§ Set problem
Quote the material below verbatim, from the line containing "Exercise. For every instance of the mountain range" through the line containing "point(306, 281)", including both of those lines and nothing after them.

§ Dataset excerpts
↓↓↓
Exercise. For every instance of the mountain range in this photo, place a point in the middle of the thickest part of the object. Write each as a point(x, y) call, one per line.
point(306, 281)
↑↑↑
↓↓↓
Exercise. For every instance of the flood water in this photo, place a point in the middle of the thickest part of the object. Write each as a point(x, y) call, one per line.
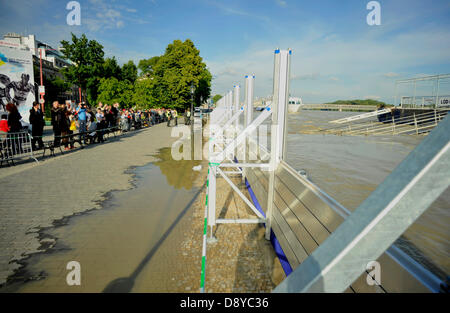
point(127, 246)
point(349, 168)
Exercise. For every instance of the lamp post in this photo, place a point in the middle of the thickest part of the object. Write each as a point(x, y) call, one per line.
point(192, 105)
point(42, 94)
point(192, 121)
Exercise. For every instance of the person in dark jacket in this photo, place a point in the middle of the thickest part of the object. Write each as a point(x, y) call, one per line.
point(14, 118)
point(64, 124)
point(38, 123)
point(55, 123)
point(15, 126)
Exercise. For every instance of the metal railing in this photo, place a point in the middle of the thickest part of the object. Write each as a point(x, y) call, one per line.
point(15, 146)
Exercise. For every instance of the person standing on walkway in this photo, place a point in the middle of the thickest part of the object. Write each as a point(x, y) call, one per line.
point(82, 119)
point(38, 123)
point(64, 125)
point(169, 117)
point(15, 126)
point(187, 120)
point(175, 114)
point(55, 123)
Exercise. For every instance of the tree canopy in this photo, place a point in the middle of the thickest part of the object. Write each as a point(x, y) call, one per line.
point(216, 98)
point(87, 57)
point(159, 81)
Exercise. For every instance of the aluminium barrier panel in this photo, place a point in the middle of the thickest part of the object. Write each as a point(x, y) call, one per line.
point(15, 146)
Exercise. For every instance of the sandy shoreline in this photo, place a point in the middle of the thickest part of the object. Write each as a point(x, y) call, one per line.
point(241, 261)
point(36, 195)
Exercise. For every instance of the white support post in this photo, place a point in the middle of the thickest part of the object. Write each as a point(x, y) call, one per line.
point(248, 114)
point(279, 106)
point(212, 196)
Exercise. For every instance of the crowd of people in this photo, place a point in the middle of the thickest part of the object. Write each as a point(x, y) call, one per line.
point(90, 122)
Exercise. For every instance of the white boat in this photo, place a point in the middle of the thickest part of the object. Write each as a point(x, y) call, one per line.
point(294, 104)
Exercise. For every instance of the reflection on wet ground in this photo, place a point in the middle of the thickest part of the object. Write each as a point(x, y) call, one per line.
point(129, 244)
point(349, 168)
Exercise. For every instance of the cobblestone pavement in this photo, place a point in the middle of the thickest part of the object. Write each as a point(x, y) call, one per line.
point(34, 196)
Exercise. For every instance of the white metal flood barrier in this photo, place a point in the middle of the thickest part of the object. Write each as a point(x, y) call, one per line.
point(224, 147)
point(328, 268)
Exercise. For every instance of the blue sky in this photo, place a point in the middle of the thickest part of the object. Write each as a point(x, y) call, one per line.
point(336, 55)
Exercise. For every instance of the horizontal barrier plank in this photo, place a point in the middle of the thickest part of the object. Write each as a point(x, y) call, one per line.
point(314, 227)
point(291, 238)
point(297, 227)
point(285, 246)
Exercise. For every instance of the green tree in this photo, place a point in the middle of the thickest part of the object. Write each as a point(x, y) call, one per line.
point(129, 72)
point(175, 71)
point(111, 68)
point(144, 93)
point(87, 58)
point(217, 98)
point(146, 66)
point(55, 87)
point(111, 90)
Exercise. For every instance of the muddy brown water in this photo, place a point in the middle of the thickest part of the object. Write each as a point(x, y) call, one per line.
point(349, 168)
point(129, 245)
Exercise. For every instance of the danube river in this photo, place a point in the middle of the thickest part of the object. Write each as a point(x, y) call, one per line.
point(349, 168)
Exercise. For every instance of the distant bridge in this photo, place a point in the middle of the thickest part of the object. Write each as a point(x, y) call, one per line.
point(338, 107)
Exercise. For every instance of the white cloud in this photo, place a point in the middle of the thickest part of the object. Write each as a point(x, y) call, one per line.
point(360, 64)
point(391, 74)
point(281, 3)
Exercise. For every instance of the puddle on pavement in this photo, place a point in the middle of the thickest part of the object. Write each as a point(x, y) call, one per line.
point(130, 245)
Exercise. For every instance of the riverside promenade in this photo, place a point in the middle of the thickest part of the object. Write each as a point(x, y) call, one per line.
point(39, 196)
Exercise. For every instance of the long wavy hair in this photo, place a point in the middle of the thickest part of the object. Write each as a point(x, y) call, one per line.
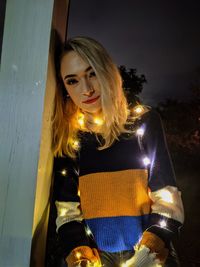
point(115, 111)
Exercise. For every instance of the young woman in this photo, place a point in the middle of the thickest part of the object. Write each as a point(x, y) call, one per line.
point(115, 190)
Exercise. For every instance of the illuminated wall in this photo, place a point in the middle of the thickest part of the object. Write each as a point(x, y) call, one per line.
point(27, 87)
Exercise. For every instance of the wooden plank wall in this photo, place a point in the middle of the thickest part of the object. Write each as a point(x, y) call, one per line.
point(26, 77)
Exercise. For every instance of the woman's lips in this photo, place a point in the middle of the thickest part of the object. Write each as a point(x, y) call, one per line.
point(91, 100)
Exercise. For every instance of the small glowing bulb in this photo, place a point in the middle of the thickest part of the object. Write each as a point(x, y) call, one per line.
↑↑↑
↓↓↓
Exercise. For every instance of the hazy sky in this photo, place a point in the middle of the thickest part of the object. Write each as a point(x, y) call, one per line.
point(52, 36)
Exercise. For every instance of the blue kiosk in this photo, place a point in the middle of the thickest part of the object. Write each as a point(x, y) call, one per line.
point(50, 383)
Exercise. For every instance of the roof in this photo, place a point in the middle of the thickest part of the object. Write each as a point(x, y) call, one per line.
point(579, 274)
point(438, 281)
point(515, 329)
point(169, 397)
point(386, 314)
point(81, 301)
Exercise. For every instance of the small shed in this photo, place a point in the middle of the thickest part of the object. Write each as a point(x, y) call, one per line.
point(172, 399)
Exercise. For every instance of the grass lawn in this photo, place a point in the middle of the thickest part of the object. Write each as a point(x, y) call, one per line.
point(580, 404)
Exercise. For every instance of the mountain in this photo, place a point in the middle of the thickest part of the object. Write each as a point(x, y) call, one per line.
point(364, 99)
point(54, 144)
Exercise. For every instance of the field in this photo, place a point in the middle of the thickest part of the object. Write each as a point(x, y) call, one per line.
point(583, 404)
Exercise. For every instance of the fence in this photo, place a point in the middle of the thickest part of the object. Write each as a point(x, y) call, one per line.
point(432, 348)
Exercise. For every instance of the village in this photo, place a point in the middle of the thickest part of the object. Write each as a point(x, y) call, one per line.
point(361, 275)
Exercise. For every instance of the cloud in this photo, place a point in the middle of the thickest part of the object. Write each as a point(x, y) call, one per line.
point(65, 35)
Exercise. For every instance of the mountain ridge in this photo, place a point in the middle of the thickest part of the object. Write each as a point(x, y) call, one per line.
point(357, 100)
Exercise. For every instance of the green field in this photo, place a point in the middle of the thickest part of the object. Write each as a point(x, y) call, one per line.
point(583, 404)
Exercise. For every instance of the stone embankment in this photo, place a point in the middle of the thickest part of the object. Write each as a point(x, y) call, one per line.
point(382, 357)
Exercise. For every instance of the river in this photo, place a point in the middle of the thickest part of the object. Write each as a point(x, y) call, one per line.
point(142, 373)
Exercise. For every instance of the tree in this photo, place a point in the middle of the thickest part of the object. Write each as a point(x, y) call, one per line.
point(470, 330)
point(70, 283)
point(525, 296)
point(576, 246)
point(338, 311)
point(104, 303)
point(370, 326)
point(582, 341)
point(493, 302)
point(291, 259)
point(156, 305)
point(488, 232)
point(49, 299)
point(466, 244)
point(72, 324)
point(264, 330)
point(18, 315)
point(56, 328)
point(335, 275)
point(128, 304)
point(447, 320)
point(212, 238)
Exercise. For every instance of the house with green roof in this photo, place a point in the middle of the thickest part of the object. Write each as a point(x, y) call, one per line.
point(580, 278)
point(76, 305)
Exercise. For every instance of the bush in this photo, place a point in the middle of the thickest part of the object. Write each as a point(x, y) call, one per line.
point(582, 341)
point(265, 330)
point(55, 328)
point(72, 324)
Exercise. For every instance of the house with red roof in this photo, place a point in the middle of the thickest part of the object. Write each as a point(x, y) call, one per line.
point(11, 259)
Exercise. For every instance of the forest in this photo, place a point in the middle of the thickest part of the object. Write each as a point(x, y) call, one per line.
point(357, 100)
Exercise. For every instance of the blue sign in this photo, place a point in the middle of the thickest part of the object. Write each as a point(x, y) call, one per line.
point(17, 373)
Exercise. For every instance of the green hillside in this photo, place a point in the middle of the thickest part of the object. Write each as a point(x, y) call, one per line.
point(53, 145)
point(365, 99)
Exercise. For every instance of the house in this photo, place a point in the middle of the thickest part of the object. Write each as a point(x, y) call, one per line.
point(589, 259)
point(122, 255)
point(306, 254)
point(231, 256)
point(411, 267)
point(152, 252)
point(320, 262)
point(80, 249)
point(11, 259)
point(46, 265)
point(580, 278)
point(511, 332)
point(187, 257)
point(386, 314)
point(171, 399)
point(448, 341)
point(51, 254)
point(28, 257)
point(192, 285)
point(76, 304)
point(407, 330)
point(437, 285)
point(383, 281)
↑↑↑
§ Exercise response
Exercise. For every instance of the mountain range in this photo, place a point in the middle of the thickest part of the object. Write each as a point(x, y) call, one per line.
point(306, 281)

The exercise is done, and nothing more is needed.